Content starts
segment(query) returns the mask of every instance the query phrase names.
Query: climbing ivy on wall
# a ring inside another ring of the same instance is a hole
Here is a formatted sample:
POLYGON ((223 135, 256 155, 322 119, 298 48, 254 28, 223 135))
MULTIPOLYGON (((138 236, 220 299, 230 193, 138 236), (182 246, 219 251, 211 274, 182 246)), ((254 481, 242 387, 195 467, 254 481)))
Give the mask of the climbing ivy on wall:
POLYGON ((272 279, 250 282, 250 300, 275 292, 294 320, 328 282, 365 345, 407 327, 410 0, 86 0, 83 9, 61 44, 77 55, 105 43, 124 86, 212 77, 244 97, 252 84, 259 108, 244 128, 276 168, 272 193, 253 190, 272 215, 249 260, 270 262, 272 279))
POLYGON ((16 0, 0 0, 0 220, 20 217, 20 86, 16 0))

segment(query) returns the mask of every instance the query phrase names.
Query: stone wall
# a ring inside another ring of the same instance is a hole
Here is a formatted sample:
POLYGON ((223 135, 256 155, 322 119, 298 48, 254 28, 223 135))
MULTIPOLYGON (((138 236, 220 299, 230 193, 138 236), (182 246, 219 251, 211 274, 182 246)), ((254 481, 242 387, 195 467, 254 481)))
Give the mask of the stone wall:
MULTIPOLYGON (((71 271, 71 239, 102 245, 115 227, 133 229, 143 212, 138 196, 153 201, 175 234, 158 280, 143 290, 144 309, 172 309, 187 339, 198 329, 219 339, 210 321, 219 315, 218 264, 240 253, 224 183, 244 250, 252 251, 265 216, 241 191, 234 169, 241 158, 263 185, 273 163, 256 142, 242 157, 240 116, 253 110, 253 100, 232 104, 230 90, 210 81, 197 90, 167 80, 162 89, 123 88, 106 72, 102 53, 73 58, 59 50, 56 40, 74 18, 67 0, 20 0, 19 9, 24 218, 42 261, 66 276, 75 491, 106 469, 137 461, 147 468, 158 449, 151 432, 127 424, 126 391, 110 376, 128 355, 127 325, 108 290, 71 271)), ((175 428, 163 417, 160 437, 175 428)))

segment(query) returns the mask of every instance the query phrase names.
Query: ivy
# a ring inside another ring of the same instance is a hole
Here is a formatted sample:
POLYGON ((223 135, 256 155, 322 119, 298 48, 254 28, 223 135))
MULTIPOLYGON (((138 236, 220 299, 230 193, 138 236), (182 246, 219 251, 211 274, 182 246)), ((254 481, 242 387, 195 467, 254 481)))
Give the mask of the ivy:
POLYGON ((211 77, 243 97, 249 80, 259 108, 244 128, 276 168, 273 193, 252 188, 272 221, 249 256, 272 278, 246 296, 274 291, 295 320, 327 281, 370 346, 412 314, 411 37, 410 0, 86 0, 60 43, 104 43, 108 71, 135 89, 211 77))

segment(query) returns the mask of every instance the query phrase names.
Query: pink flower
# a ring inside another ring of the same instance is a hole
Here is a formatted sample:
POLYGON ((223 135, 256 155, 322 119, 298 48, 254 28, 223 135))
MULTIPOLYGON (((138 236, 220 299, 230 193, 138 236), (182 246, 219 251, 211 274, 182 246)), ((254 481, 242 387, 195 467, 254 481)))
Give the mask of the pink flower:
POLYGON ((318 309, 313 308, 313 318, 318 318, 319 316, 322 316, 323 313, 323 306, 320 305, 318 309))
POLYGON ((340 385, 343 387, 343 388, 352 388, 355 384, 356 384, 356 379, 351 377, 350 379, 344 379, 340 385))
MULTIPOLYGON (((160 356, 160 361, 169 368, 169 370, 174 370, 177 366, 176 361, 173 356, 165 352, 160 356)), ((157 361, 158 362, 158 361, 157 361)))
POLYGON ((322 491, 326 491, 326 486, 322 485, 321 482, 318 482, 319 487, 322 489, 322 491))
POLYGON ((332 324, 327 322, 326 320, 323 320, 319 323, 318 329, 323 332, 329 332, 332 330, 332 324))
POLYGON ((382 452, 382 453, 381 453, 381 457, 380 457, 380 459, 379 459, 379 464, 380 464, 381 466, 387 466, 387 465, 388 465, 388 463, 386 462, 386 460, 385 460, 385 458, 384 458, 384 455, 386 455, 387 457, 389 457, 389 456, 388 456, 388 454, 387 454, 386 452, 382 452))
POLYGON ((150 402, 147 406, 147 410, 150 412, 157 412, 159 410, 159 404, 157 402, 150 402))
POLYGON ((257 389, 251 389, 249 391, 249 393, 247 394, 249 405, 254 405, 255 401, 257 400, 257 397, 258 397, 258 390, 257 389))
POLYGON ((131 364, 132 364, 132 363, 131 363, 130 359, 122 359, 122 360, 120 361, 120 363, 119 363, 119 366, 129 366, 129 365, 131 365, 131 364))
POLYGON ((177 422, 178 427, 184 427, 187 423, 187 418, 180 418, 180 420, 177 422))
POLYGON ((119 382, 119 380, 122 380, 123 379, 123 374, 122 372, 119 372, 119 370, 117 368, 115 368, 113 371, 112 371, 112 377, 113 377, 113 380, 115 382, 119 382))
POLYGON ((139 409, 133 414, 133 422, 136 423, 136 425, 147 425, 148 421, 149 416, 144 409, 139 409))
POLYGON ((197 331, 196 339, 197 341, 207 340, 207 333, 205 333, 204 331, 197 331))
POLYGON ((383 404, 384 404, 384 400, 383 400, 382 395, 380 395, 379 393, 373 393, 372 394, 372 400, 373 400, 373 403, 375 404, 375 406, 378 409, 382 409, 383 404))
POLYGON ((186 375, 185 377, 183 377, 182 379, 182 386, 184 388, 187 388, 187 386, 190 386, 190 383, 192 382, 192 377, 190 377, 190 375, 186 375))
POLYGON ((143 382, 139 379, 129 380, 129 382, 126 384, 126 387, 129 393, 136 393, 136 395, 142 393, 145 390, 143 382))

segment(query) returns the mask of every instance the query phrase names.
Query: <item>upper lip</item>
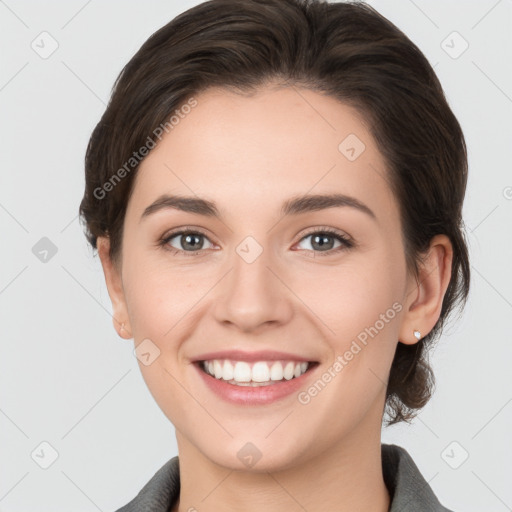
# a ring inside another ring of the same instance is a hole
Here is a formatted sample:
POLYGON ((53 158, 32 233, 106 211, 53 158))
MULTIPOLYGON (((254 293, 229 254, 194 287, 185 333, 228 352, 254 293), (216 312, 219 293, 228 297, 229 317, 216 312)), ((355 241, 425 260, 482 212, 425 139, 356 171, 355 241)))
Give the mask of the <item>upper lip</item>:
POLYGON ((197 361, 211 361, 213 359, 232 359, 234 361, 297 361, 297 362, 316 362, 311 358, 289 354, 287 352, 277 352, 275 350, 259 350, 257 352, 245 352, 243 350, 221 350, 218 352, 208 352, 201 354, 193 359, 197 361))

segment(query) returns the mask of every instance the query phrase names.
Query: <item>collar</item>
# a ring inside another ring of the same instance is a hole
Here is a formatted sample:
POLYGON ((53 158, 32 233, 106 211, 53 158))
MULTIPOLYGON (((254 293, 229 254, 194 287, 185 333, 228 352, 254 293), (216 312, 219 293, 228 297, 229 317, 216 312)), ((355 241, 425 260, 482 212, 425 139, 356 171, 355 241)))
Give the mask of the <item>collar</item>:
POLYGON ((451 512, 439 503, 404 448, 382 444, 381 453, 384 483, 391 496, 389 512, 451 512))
MULTIPOLYGON (((391 497, 389 512, 451 512, 443 507, 407 451, 382 444, 384 483, 391 497)), ((179 458, 167 461, 139 494, 117 512, 170 512, 180 494, 179 458)))

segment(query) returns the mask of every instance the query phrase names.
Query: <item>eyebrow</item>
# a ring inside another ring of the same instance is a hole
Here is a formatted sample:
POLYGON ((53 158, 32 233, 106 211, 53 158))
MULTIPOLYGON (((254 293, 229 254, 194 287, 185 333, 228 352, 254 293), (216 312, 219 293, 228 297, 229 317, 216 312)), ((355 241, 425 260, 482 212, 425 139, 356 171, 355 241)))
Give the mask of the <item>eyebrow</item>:
MULTIPOLYGON (((345 194, 294 196, 283 203, 281 215, 299 215, 301 213, 342 206, 354 208, 369 215, 373 220, 377 220, 375 213, 368 206, 359 201, 359 199, 345 194)), ((164 209, 175 209, 206 217, 221 218, 221 214, 213 201, 193 196, 163 194, 144 210, 140 220, 142 221, 151 214, 164 209)))

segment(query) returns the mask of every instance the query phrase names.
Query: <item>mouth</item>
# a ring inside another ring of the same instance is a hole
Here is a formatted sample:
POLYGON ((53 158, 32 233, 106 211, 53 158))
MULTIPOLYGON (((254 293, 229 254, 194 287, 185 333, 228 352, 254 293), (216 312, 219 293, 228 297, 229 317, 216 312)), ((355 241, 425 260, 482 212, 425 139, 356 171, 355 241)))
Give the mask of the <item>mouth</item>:
POLYGON ((318 373, 319 361, 276 350, 223 350, 191 360, 200 380, 217 398, 242 406, 290 399, 318 373))
POLYGON ((317 361, 240 361, 209 359, 195 361, 201 372, 226 384, 240 387, 275 386, 300 379, 318 366, 317 361))

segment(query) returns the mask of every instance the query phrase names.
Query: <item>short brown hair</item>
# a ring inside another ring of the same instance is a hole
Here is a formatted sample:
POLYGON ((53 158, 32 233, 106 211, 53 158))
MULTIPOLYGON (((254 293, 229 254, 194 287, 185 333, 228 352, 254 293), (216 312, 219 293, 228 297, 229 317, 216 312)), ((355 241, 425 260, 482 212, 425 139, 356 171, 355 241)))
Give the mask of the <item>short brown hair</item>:
POLYGON ((250 93, 272 82, 332 96, 368 122, 399 203, 408 270, 418 275, 421 255, 435 235, 443 233, 452 243, 452 276, 440 318, 418 343, 399 342, 391 367, 388 424, 409 421, 433 390, 426 349, 469 293, 462 220, 467 154, 461 127, 427 59, 369 5, 210 0, 155 32, 117 78, 87 147, 80 204, 87 239, 96 248, 98 236, 109 236, 110 257, 120 261, 138 165, 122 173, 104 197, 98 191, 105 192, 115 171, 192 95, 213 86, 250 93))

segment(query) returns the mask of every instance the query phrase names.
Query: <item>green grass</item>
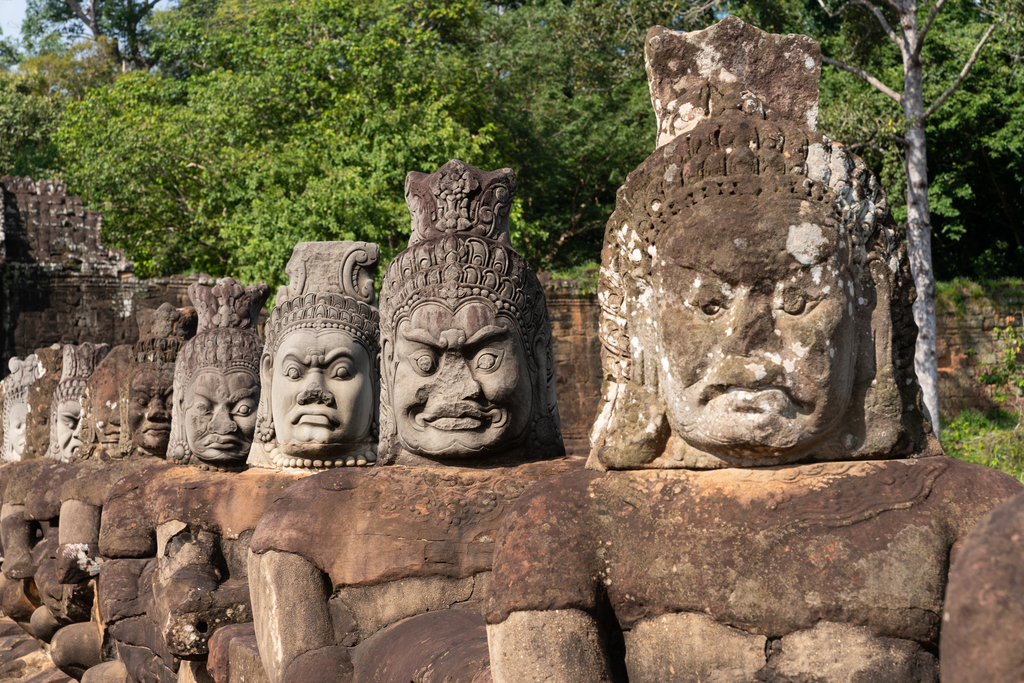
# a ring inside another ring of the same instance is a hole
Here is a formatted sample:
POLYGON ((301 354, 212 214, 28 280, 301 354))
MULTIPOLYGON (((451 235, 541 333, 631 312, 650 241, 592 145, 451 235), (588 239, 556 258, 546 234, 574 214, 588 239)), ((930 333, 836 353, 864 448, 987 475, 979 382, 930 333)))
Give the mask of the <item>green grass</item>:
Content ends
### GOAL OF THE EXERCISE
All lines from the one containing "POLYGON ((301 354, 212 214, 28 280, 301 354))" to the last line of the material above must be copied exactly, and only those.

### EXERCISE OUTPUT
POLYGON ((301 354, 212 214, 28 280, 301 354))
MULTIPOLYGON (((451 235, 541 333, 631 312, 650 241, 592 145, 451 235), (588 239, 556 258, 546 234, 574 214, 588 239)), ((930 333, 836 353, 864 448, 987 475, 979 382, 930 333)))
Give the mask of the <item>green grass</item>:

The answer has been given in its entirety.